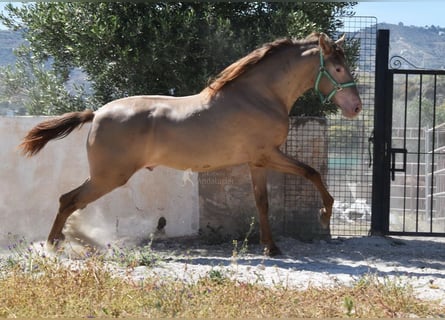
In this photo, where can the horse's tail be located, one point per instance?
(56, 128)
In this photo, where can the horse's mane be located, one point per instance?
(242, 65)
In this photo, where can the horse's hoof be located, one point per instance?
(54, 242)
(272, 251)
(324, 218)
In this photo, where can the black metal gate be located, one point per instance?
(409, 147)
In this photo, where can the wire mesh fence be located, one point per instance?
(344, 158)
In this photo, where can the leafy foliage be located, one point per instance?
(128, 48)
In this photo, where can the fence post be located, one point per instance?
(382, 137)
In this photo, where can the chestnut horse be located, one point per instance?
(241, 117)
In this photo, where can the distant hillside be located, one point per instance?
(423, 47)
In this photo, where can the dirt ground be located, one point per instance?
(418, 262)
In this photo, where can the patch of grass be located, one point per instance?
(33, 285)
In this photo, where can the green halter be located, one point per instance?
(337, 86)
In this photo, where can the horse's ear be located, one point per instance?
(325, 44)
(341, 41)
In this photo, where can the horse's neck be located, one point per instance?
(285, 75)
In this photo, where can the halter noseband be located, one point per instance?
(337, 86)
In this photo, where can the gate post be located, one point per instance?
(382, 137)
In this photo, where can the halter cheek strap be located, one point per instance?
(323, 72)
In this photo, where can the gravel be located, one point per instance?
(418, 262)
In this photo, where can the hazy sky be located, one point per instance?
(416, 13)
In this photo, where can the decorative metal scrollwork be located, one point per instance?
(397, 62)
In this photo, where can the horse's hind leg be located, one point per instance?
(259, 184)
(280, 162)
(79, 198)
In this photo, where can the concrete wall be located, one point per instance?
(220, 205)
(227, 204)
(30, 189)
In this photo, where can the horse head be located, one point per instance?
(334, 81)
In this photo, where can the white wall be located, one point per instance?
(30, 189)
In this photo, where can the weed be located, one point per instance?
(33, 286)
(243, 249)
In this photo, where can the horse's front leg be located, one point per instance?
(259, 184)
(280, 162)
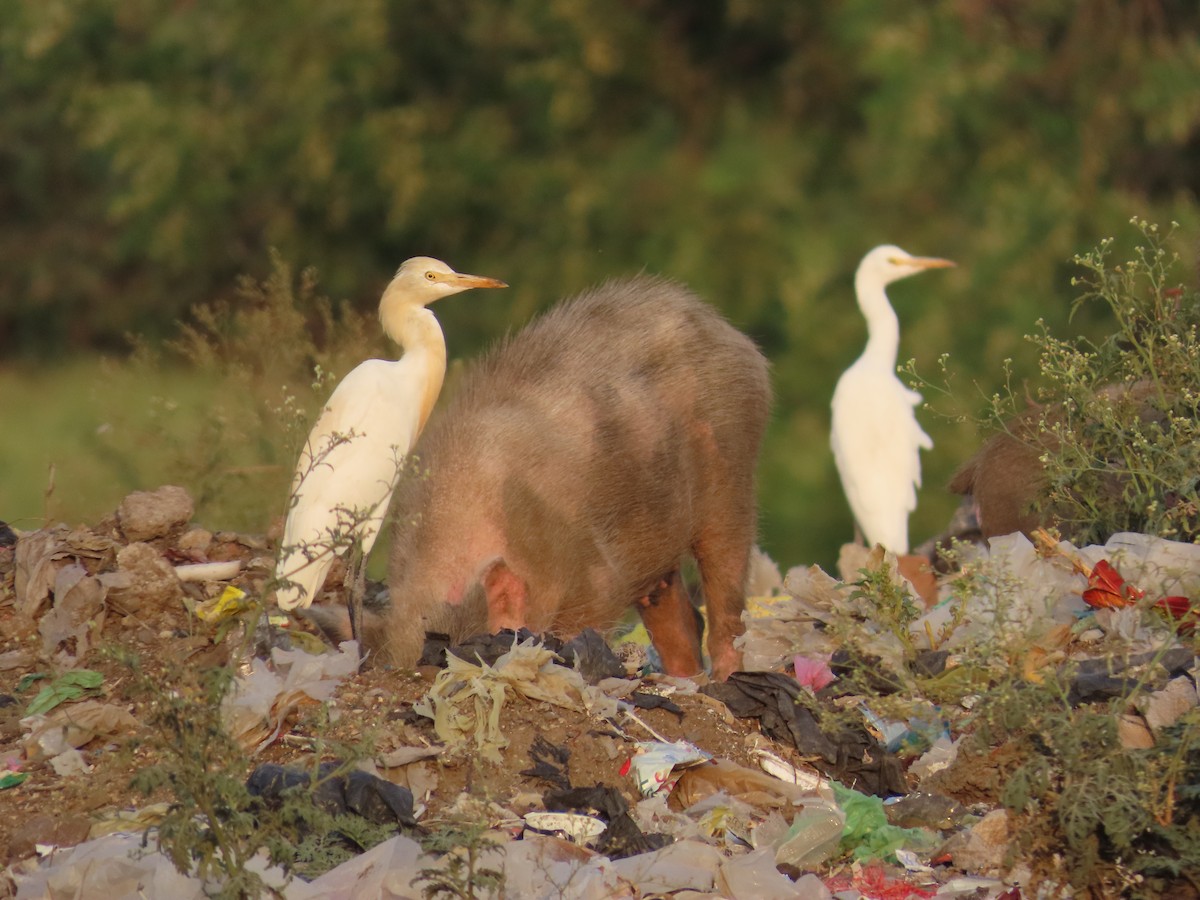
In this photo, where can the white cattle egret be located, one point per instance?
(354, 454)
(875, 436)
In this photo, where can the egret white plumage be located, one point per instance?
(354, 454)
(875, 437)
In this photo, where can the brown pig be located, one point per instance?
(577, 466)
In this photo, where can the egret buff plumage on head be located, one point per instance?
(875, 436)
(354, 454)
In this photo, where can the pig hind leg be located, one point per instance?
(671, 622)
(723, 555)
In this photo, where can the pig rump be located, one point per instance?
(579, 463)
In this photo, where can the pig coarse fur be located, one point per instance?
(576, 467)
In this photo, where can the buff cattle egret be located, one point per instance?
(354, 454)
(875, 436)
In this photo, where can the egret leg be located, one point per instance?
(355, 589)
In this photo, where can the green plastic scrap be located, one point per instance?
(71, 685)
(869, 834)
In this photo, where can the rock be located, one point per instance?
(153, 586)
(983, 849)
(43, 828)
(195, 540)
(145, 515)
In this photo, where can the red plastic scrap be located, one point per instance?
(1108, 591)
(874, 883)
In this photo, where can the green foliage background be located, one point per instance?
(151, 151)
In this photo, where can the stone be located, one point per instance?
(145, 515)
(153, 583)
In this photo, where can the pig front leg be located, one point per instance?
(671, 622)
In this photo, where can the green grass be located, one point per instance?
(94, 431)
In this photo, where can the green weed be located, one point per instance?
(215, 827)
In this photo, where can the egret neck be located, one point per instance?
(882, 325)
(423, 346)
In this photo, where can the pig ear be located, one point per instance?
(507, 593)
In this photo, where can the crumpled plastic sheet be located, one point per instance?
(72, 726)
(778, 701)
(466, 699)
(355, 791)
(1036, 593)
(41, 556)
(259, 703)
(587, 652)
(119, 867)
(1024, 591)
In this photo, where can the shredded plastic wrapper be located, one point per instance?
(261, 702)
(466, 699)
(1039, 593)
(654, 763)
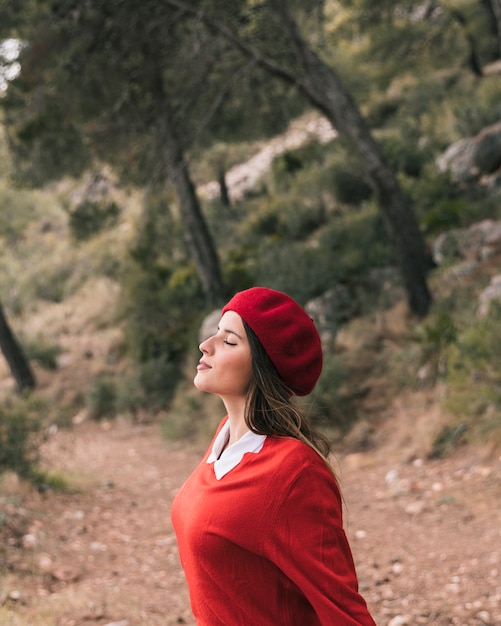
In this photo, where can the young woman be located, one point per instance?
(259, 522)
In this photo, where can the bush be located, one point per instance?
(21, 433)
(330, 407)
(89, 218)
(474, 373)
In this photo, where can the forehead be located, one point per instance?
(232, 322)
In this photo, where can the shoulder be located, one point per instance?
(291, 458)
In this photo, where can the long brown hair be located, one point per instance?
(270, 408)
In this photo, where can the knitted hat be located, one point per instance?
(286, 332)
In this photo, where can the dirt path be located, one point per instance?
(425, 535)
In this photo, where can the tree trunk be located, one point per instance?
(323, 88)
(12, 351)
(320, 84)
(197, 234)
(493, 8)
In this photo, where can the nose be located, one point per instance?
(204, 346)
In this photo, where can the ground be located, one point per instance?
(425, 533)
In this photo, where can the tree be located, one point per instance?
(110, 81)
(14, 355)
(320, 84)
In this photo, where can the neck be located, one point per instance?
(235, 411)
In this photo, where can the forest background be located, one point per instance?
(114, 115)
(132, 205)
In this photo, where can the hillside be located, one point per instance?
(424, 527)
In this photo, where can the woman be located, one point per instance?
(259, 522)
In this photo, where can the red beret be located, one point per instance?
(286, 332)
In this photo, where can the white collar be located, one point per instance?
(229, 458)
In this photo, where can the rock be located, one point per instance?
(400, 620)
(492, 292)
(468, 159)
(209, 325)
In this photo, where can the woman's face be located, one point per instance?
(225, 368)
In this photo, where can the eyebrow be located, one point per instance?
(231, 332)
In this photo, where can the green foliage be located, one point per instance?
(329, 406)
(473, 114)
(89, 218)
(22, 421)
(147, 386)
(474, 372)
(17, 210)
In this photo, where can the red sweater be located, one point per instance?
(265, 546)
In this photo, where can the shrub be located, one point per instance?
(89, 218)
(21, 433)
(474, 372)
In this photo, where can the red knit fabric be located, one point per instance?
(264, 546)
(287, 333)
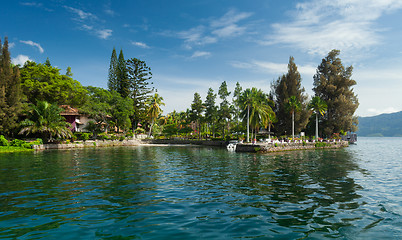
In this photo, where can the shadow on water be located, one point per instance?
(178, 192)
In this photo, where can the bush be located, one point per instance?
(17, 143)
(3, 141)
(103, 136)
(85, 136)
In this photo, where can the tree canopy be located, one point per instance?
(10, 92)
(41, 82)
(333, 84)
(283, 88)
******************************
● Written task
Write the lines above, from the line with "In this photo, where can the red sweater" through the end of the rows, as a JSON list of strings with one string per line, skipping blank lines. Leave out the picture lines.

● Exercise response
[
  "In this photo, where can the red sweater be located, one point per instance?",
  "(265, 546)",
  "In this photo, where can the shrub be located, one point per instance?",
  "(89, 218)",
  "(21, 433)",
  "(474, 372)",
  "In this photo, where can the red knit fabric be located, one point per instance?",
  "(264, 546)",
  "(287, 333)",
  "In this photo, where can the shadow on water be located, one point per instance?",
  "(178, 192)",
  "In this photo, where can the bush be located, one point per instance?",
  "(17, 143)",
  "(3, 141)",
  "(103, 136)",
  "(85, 136)",
  "In this photo, where can the tree canopy be located, one point per instance?",
  "(10, 92)",
  "(41, 82)",
  "(333, 84)",
  "(283, 88)"
]